Image point annotation rows:
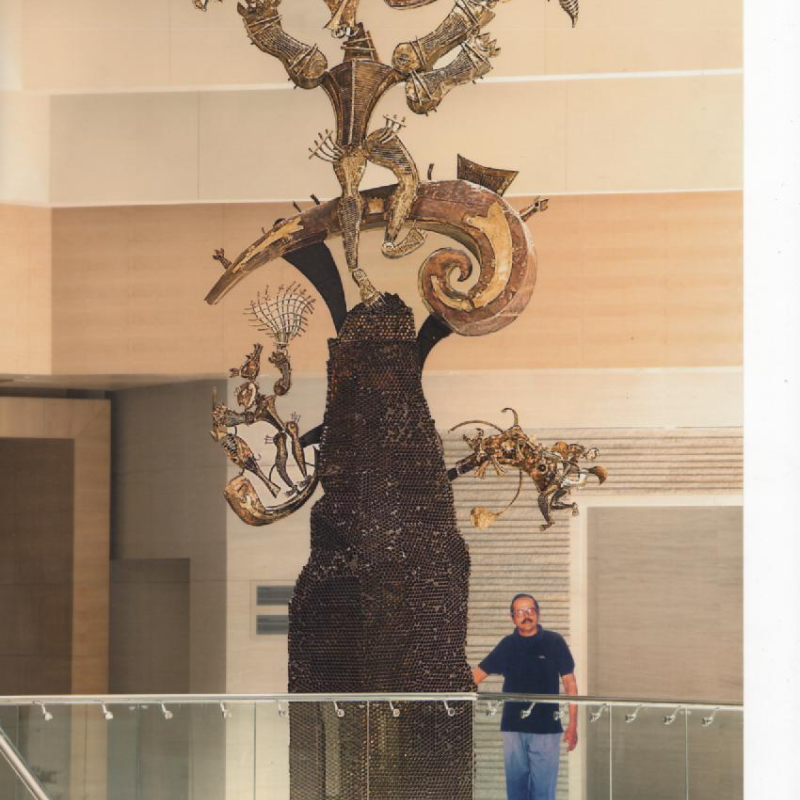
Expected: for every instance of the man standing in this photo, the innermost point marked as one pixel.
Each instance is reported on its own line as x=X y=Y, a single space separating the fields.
x=531 y=660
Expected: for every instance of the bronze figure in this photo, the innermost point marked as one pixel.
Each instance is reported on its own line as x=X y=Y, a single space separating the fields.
x=555 y=470
x=283 y=317
x=354 y=88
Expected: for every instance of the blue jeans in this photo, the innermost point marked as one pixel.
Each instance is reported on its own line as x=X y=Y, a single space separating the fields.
x=531 y=761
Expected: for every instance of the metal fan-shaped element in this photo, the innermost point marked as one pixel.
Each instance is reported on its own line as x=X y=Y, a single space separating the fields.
x=285 y=316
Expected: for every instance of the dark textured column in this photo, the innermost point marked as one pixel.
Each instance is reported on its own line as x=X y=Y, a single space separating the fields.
x=381 y=605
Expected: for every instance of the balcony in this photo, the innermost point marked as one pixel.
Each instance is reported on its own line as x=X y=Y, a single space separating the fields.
x=237 y=747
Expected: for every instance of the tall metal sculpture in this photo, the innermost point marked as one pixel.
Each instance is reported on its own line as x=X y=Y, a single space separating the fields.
x=381 y=605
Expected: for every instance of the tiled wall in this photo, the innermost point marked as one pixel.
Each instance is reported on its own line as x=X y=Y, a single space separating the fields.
x=167 y=478
x=36 y=553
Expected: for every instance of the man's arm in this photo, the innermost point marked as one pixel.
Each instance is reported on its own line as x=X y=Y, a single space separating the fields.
x=479 y=675
x=571 y=733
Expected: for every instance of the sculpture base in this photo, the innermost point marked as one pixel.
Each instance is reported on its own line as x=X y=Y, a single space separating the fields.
x=381 y=605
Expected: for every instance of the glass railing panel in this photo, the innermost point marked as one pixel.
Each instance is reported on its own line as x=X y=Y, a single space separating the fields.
x=272 y=751
x=715 y=755
x=592 y=765
x=9 y=726
x=224 y=751
x=487 y=741
x=243 y=748
x=164 y=751
x=123 y=761
x=649 y=753
x=44 y=741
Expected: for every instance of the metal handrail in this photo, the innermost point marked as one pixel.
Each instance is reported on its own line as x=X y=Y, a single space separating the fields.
x=473 y=697
x=21 y=769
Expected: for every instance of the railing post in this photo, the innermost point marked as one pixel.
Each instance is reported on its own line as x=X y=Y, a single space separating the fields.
x=21 y=769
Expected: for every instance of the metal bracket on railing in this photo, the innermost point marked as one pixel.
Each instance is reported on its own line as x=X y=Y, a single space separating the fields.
x=633 y=715
x=491 y=708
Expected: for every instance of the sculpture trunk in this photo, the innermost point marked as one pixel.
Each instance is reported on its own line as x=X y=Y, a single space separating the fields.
x=381 y=605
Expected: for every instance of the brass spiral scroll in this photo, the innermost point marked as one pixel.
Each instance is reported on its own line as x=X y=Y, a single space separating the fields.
x=474 y=216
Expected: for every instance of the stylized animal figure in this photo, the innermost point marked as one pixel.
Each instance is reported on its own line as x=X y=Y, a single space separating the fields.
x=284 y=317
x=354 y=88
x=556 y=470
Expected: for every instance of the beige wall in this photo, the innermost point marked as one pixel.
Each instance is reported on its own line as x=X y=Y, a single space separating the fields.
x=87 y=424
x=168 y=478
x=26 y=299
x=624 y=281
x=637 y=134
x=24 y=148
x=161 y=43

_Task details_
Convert the rows from their start through the line containing "x=531 y=660", both ends included, into a Markdown table with the columns No. and Line, one table row per line and blank lines skipped. Leave the pictures out of the table.

_Complete answer_
| No. | Line |
|---|---|
| 1 | Expected: for every instance of the man standing in this photo, the innermost point marked as one pixel. |
| 2 | Each instance is reported on its own line as x=X y=Y, a single space separating the fields. |
| 3 | x=531 y=660 |